__SELECTED EXTRACT__:
------------------------------------
Abe Hirschfeld speaks to the media in 1998.
 (File/Associated Press / The Spokesman-Review)
Abe Hirschfeld speaks to the media in 1998. (File/Associated Press / The Spokesman-Review)
Myrna Oliver Los Angeles Times

Abe Hirschfeld, the irascible, eccentric multimillionaire who grabbed headlines by launching quixotic political campaigns and trying to buy a New York newspaper but who was also imprisoned for trying to have a partner killed, has died. He was 85.

Hirschfeld died Tuesday of cardiac arrest at New York’s Mount Sinai Hospital. He had cancer.

The immigrant, who made his fortune building parking garages, was as controversial as he was colorful. He was called a bully and a buffoon, and some thought he was flat-out crazy.

As an octogenarian, he served 22 months in prison for trying to pay a hit man $75,000 to murder his business partner. At the same time, he was fined $1 million for tax evasion.

At the millennium, Time magazine cited him as one of the 20th century’s top builders and business magnates but headlined his profile “Crazy and in Charge.”

That was not Hirschfeld’s first less-than-stellar characterization in print. New York magazine once said he “occupies a place in public esteem somewhere between a loan shark and a communist spy.”

And when Hirschfeld tried to take over the financially troubled New York Post in 1993 by writing a $3.4 million check, the staff was so incensed that it created an entire issue lambasting him as a mean-spirited liar and a “nut case.” The issue, which became a collector’s item, urged Post readers to call Hirschfeld “and ask him to sell this paper to someone who will allow it to survive.”

The front page included a photo of the venerable newspaper’s founder, Alexander Hamilton, with a tear running down his cheek, and an excoriating article about Hirschfeld, headlined: “WHO IS THIS NUT?”

Hirschfeld, who candidly admitted that he loved publicity, took it in stride. “The people at the paper hated me, because not one of them could write a check and buy it … they hated me because a guy who can’t write can buy a newspaper,” he told the Jerusalem Post five years later.

Hirschfeld was the putative owner of the sassy tabloid for about 16 days before a bankruptcy judge handed it back to its former owner, Rupert Murdoch.

In yet another media-made escapade, in 1998 the gadfly tried to buy off Paula Jones by offering her $1 million to drop her sexual harassment lawsuit against President Clinton.

“Personally, she’s a real American girl, but she’s not among the raving beauties,” Hirschfeld told the Times after the deal fell through. “She’s more like my secretary.”

Eager to join politicians – who generally regarded him as an embarrassment – Hirschfeld self-financed several unsuccessful campaigns for U.S. senator (including one against Hillary Rodham Clinton), for New York lieutenant governor and comptroller, and for Manhattan borough president.

Although one tax-evasion case against him ended in mistrial in 1999 – to which he responded by inviting jurors to lunch and giving each $2,500 – Hirschfeld was fined $1 million on other income-tax-evasion charges in 2000.

That same year, at age 80, Hirschfeld was convicted of solicitation of murder in a case that said he targeted his business partner of 40 years, Stanley Stahl, in 1996. Stahl died of a stroke in 1999.

After screaming “You can all go to hell” at court officials as he was led away, Hirschfeld spent 22 months in New York’s Attica and Rykers Island prisons.

He described the prison experience to the Miami Herald in 2003 as “fantastic” because of the nice people he met.

Hirschfeld is survived by his wife of 62 years, Zipora; a son, Elie; and a daughter, Rachel.
------------------------------------
__WHAT TO DO__:
- a) From the Hirschfeld obituary, repeat word for word the passage starting with "Hirschfeld was the" and going on through "Manhattan borough president.".
- b) According to the Hirschfeld obituary, for about how long was Hirschfeld the putative owner of the New York Post?
- c) Render this sentence from the Hirschfeld obituary in Spanish: "Hirschfeld died Tuesday of cardiac arrest at New York’s Mount Sinai Hospital."
The items are not connected to the Hirschfeld obituary.

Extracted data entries
------------------------------------
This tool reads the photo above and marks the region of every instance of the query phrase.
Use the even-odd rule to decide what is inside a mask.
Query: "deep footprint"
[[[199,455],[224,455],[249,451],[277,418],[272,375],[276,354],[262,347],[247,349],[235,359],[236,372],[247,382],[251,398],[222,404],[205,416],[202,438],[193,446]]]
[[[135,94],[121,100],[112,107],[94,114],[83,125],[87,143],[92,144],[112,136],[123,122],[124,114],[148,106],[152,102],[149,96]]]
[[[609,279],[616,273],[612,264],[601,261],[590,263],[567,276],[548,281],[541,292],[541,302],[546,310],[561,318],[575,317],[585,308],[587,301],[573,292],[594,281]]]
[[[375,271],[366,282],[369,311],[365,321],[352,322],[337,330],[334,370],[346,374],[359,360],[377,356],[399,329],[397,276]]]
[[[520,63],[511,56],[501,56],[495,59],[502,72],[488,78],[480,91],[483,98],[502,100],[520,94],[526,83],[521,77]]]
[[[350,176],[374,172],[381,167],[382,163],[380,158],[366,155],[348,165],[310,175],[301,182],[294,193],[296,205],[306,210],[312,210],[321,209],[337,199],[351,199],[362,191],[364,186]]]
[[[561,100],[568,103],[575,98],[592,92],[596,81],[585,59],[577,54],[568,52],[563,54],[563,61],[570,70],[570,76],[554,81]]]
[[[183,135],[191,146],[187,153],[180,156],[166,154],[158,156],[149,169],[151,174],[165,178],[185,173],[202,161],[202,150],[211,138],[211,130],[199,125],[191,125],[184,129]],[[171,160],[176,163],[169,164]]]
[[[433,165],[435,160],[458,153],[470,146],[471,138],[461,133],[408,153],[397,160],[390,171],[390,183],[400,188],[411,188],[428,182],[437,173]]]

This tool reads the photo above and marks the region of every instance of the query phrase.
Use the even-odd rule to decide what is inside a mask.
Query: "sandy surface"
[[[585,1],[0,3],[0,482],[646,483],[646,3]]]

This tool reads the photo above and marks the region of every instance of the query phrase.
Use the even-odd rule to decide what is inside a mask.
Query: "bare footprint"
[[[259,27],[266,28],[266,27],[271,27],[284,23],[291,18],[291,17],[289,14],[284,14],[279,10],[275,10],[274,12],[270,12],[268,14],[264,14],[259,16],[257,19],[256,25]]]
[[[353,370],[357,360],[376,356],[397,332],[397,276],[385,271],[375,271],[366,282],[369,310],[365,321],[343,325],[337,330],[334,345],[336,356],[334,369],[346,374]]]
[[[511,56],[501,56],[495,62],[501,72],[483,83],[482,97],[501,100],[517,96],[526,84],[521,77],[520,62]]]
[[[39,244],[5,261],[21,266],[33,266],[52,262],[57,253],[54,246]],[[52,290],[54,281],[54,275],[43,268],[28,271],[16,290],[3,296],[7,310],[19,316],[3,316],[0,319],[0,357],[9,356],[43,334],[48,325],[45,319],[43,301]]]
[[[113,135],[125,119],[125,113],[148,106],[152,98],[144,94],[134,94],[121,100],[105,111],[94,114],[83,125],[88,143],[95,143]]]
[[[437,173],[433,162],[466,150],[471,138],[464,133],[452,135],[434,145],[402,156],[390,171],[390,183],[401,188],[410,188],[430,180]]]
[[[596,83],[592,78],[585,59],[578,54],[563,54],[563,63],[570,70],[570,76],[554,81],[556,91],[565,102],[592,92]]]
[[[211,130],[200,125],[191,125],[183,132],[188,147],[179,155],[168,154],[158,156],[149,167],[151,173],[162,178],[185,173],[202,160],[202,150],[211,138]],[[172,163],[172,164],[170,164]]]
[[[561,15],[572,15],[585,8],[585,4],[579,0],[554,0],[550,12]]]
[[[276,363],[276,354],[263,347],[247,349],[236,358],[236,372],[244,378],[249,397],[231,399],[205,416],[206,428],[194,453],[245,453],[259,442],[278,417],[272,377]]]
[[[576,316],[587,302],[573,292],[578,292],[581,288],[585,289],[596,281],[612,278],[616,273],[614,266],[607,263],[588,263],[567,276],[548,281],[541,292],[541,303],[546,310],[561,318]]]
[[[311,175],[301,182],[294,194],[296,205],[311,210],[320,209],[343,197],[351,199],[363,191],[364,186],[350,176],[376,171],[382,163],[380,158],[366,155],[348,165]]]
------------------------------------
__OUTPUTS IN ORDER__:
- a)
Hirschfeld was the putative owner of the sassy tabloid for about 16 days before a bankruptcy judge handed it back to its former owner, Rupert Murdoch.

In yet another media-made escapade, in 1998 the gadfly tried to buy off Paula Jones by offering her $1 million to drop her sexual harassment lawsuit against President Clinton.

“Personally, she’s a real American girl, but she’s not among the raving beauties,” Hirschfeld told the Times after the deal fell through. “She’s more like my secretary.”

Eager to join politicians – who generally regarded him as an embarrassment – Hirschfeld self-financed several unsuccessful campaigns for U.S. senator (including one against Hillary Rodham Clinton), for New York lieutenant governor and comptroller, and for Manhattan borough president.

- b) About 16 days.

- c) Hirschfeld murió el martes de un paro cardíaco en el Hospital Mount Sinai de Nueva York.